* Information supplied:
——
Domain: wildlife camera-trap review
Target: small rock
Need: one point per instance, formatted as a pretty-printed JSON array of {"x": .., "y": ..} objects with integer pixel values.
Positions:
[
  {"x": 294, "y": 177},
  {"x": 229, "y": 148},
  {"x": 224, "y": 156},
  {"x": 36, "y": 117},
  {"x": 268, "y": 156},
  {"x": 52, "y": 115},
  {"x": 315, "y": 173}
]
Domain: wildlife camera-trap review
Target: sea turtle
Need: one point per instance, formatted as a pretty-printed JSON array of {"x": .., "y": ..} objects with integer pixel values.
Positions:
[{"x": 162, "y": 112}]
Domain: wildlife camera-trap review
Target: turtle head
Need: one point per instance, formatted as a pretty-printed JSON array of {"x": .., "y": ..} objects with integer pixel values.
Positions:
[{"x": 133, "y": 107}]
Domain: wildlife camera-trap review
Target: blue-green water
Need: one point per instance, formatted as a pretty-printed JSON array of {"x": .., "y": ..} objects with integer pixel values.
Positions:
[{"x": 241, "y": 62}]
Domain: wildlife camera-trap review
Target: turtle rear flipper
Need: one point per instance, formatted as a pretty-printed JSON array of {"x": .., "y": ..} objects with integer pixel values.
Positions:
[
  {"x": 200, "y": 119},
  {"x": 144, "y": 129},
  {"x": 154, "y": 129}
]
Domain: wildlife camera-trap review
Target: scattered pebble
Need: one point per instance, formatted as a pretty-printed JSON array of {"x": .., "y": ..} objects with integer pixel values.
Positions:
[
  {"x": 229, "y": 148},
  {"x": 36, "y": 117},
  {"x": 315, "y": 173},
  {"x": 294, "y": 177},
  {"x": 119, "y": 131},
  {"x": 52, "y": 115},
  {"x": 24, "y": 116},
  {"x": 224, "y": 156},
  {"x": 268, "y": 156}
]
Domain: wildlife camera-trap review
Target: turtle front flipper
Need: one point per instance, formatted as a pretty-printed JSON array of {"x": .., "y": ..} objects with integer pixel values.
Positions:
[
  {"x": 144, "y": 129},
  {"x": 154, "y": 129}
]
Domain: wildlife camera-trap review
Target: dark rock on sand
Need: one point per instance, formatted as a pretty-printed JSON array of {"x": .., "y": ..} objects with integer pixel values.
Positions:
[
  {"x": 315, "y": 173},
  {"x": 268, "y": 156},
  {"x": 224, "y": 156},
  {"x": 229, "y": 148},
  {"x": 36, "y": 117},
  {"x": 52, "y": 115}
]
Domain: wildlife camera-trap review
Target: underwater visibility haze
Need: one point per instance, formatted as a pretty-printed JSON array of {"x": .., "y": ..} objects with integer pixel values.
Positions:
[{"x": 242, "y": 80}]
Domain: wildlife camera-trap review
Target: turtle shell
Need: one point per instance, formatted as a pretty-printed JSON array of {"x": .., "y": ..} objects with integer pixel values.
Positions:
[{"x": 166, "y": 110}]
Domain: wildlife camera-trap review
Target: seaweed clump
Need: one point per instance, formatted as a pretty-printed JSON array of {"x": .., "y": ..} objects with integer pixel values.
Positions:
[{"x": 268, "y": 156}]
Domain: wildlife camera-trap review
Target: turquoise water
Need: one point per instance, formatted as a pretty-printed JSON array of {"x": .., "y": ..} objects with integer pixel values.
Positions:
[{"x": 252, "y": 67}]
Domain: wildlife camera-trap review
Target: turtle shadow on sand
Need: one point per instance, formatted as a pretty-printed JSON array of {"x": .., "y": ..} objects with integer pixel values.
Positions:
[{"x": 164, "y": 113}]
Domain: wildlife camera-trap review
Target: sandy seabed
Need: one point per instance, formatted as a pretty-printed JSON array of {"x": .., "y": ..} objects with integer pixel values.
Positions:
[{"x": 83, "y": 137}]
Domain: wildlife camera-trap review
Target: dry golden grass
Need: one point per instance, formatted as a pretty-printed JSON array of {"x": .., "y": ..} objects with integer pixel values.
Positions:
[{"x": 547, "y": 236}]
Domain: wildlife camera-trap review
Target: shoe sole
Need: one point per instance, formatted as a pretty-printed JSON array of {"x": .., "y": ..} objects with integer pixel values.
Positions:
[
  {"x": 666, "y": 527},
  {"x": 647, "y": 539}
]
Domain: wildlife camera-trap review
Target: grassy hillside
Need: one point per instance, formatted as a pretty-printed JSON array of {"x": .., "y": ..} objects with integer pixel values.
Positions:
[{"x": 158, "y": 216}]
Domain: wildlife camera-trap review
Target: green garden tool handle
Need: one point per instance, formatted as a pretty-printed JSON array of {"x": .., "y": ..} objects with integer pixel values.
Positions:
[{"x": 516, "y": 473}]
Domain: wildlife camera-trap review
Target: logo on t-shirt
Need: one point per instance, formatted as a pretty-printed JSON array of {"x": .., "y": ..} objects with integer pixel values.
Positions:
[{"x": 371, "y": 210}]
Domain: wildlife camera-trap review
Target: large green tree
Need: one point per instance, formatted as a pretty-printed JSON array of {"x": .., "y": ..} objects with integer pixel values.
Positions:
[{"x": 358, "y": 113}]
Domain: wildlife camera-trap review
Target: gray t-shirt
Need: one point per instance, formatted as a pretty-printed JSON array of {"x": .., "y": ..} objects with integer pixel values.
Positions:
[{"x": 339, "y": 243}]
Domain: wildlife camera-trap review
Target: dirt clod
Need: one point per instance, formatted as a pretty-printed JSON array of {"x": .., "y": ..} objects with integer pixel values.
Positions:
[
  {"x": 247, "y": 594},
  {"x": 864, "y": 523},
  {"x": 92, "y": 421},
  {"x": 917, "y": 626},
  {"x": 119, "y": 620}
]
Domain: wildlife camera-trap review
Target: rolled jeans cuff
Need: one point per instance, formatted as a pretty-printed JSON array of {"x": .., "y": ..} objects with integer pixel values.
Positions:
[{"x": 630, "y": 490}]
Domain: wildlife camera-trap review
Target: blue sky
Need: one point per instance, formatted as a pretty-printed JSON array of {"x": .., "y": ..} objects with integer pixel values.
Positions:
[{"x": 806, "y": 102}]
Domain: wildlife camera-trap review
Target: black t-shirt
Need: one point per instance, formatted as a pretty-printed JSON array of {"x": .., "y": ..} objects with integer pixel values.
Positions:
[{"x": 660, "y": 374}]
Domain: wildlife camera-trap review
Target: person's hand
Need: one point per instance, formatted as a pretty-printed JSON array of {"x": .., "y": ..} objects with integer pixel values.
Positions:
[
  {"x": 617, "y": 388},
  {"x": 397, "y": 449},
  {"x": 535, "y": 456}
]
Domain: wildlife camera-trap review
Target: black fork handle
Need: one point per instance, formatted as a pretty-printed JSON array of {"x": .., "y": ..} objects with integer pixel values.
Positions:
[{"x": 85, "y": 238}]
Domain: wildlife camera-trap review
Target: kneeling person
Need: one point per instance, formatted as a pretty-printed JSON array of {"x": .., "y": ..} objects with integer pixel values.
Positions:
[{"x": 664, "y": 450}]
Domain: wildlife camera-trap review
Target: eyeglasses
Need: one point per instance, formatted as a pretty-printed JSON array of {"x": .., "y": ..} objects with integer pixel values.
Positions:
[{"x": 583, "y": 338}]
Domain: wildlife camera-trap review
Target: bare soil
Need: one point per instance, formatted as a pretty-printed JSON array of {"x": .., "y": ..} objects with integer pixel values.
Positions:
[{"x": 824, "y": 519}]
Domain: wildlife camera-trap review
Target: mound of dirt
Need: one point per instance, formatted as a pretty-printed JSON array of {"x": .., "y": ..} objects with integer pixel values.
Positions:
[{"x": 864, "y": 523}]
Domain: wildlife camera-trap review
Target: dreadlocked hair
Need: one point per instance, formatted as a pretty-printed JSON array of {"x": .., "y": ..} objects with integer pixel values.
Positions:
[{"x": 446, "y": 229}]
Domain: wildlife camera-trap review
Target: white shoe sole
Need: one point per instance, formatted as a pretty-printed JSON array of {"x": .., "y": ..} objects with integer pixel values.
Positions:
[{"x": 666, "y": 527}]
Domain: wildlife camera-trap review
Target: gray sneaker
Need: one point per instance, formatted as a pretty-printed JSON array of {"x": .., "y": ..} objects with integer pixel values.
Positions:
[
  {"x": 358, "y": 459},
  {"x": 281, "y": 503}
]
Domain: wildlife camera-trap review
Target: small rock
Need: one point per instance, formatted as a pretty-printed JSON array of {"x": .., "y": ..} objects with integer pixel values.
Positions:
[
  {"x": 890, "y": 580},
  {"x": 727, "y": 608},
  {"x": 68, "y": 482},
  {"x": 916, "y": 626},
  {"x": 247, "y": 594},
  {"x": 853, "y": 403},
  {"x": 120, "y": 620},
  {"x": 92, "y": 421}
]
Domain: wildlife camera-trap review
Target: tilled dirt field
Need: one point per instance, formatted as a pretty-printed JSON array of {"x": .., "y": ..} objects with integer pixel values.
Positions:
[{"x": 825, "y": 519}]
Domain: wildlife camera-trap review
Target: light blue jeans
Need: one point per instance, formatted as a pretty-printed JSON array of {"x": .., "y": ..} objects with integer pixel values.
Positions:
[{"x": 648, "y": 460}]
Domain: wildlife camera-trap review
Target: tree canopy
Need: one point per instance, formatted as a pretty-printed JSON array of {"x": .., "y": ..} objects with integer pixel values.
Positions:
——
* What is required: Please pick out every line in the material above that contains the word "sole" and copy each one.

* Reply to the task:
Target: shoe sole
Target: white shoe sole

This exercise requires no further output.